Texto de leitura ->
---
Acontece que Niebuhr tem uma outra
citação famosa, essa sim mais do meu agrado: A capacidade de justiça do
homem torna a democracia possível, mas a inclinação do homem à injustiça torna
a democracia necessária.
O que, em primeiro lugar, nos coloca
como grupo, com força coletiva para mudar o mundo, não mais como um indivíduo
débil, desamparado, a quem só cabe almejar ao impossível e em assim sendo mudar
apenas em sonho. E mudar, se, só a si, que dirá o mundo.
Agora chega de escrita bacharelesca,
citações, explanações com ranço acadêmico. Pra variar ou não, me perdi pelo
caminho e agora aqui sozinho não tenho aonde ir.
Os
campeões da felicidade e seu de-bem-coa-vida são um tema recorrente em minha
grande obra, no espelho quebrado que não tenho na parede do meu quarto.
Não é possível mudar seja o que for
como for. Period, paragraph.
---
Dados fornecidos ->
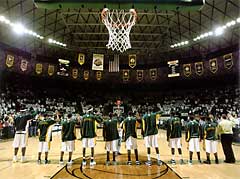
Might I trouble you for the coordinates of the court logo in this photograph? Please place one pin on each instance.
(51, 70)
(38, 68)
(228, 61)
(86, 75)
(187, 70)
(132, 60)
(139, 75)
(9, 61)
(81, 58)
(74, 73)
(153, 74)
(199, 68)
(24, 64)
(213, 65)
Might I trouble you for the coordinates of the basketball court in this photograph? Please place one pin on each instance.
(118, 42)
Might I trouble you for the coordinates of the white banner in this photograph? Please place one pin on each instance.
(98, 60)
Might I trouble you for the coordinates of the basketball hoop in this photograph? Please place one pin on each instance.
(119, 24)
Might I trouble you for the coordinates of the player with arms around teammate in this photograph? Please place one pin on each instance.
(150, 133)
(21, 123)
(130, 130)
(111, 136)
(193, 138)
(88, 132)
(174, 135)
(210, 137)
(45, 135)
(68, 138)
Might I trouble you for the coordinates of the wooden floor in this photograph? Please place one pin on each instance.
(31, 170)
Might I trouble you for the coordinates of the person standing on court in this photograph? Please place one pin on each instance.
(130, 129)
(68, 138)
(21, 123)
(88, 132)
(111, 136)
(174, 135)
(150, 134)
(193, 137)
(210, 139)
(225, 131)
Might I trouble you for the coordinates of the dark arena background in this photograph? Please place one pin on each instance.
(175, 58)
---
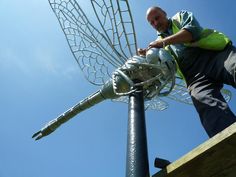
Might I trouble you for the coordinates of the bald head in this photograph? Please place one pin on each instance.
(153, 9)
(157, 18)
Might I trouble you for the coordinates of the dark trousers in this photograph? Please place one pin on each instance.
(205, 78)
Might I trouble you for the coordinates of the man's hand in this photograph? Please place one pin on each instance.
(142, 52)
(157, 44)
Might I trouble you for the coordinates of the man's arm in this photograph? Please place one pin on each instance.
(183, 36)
---
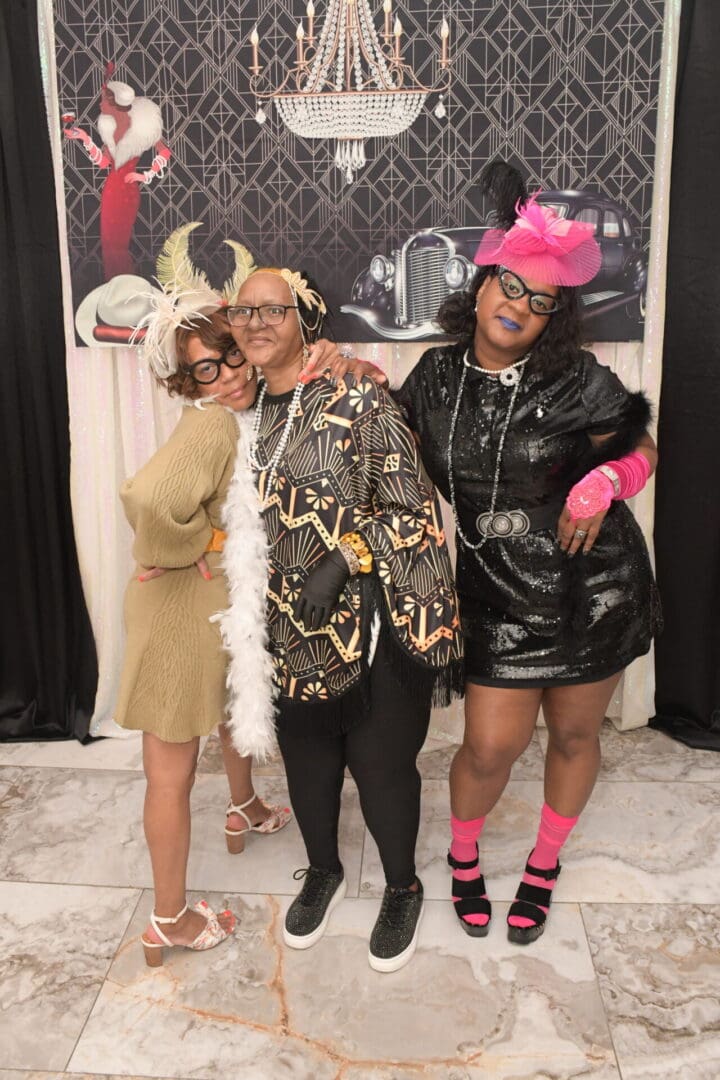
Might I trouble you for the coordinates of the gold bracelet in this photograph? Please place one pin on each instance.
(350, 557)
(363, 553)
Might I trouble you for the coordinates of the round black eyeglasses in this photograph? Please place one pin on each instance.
---
Tarefa 1 -> Copie o trecho do texto de leitura que começa em "Agora chega de" e segue até "tenho aonde ir.".
Tarefa 2 -> Passe para o inglês esta frase do texto de leitura: "Não é possível mudar seja o que for como for."

Resposta esperada 1 ->
Agora chega de escrita bacharelesca,
citações, explanações com ranço acadêmico. Pra variar ou não, me perdi pelo
caminho e agora aqui sozinho não tenho aonde ir.

Resposta esperada 2 -> It is not possible to change anything at all, in any way at all.